*FRAGMENT STRONY:*

□ □ □

– Jeżeli liczba nowych zakażeń zatrzyma się w granicach 20 tysięcy, to nie trzeba będzie wprowadzać nowych obostrzeń – powiedział we wtorek członek Rządowej Rady Medycznej prof. Andrzej Horban (na zdj.). Dodał, że, jeśli liczba przypadków wzrośnie do 30 tysięcy dziennie, należy rozważyć wprowadzenie „pełnego lockdownu”.
Horban na antenie TVP Info przyznał, że wirus, z którym w tej chwili mamy do czynienia, jest „trochę inny niż wiosną”. Zwrócił uwagę, że obecnie koronawirus rozprzestrzenia się bardzo szybko i łatwo, jednak nie jest on tak zabójczy jak wiosną.
– Wówczas śmiertelność była rzędu 3 procent. W tej chwili to jest około 1 procent – wskazał. Profesor podkreślił jednocześnie, że obecna liczba zgonów zaczyna być bardzo niepokojąca i „skłania nas do bardzo uważnego myślenia, czy jeszcze nie wprowadzić większych środków ostrożności”.
– Sytuacja jest obserwowana bardzo dokładnie. Tego typu decyzje powinny zapaść w środku tygodnia, czyli w środę, czwartek, ewentualnie w sobotę. Jeżeli tak jak dzisiaj (03.11) liczba zakażeń zatrzyma się w granicach 20 tysięcy, to jest nieźle i chyba nie trzeba będzie wprowadzać nowych metod – powiedział Horban.
CZYTAJ: Minister zdrowia: pandemia wrasta, ale wzrasta coraz wolniej
Dodał zarazem, że jeśli liczba ta wzrośnie, to „trzeba będzie na to zareagować zwiększeniem ograniczeń dla ludzi”. – Bardzo byśmy chcieli uniknąć tego, co się nazywa „pełny lockdown” i posadzenia wszystkich do domu” – podkreślił.

□ □ □

*PRZEKAZANE DANE:*
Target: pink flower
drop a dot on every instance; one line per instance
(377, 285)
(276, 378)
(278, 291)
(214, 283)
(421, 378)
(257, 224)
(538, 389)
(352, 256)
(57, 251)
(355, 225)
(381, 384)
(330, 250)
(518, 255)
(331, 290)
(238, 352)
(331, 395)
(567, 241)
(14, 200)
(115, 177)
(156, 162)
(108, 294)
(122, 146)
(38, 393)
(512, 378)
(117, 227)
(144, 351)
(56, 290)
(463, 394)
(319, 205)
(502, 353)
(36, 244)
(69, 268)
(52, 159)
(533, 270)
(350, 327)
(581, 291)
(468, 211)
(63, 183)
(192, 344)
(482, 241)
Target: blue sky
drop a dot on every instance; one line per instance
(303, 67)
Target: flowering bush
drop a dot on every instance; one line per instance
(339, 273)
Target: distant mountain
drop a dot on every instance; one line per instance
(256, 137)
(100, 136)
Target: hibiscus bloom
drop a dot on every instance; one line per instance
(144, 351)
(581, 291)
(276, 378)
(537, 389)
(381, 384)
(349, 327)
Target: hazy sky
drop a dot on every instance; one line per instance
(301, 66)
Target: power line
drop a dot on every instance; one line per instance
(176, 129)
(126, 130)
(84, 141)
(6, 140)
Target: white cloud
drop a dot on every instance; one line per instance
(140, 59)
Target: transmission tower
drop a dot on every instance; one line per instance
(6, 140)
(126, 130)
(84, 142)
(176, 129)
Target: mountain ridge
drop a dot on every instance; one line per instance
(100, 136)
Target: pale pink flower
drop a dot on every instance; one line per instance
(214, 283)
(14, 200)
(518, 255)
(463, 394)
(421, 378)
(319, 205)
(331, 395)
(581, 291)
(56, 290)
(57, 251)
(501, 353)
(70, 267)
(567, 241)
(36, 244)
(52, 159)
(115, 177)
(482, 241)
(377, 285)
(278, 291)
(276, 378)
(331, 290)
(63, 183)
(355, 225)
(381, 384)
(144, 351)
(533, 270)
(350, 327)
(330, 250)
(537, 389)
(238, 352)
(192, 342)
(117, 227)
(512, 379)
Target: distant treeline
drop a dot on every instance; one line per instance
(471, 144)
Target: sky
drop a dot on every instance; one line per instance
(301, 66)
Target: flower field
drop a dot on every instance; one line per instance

□ □ □

*DO ZROBIENIA:*
Przepisz dosłownie część fragmentu strony o wypowiedzi prof. Horbana. Zacznij od słów „Horban na antenie” i zakończ na słowach „metod – powiedział Horban.”.

*ODPOWIEDŹ PISEMNA:*
Horban na antenie TVP Info przyznał, że wirus, z którym w tej chwili mamy do czynienia, jest „trochę inny niż wiosną”. Zwrócił uwagę, że obecnie koronawirus rozprzestrzenia się bardzo szybko i łatwo, jednak nie jest on tak zabójczy jak wiosną.
– Wówczas śmiertelność była rzędu 3 procent. W tej chwili to jest około 1 procent – wskazał. Profesor podkreślił jednocześnie, że obecna liczba zgonów zaczyna być bardzo niepokojąca i „skłania nas do bardzo uważnego myślenia, czy jeszcze nie wprowadzić większych środków ostrożności”.
– Sytuacja jest obserwowana bardzo dokładnie. Tego typu decyzje powinny zapaść w środku tygodnia, czyli w środę, czwartek, ewentualnie w sobotę. Jeżeli tak jak dzisiaj (03.11) liczba zakażeń zatrzyma się w granicach 20 tysięcy, to jest nieźle i chyba nie trzeba będzie wprowadzać nowych metod – powiedział Horban.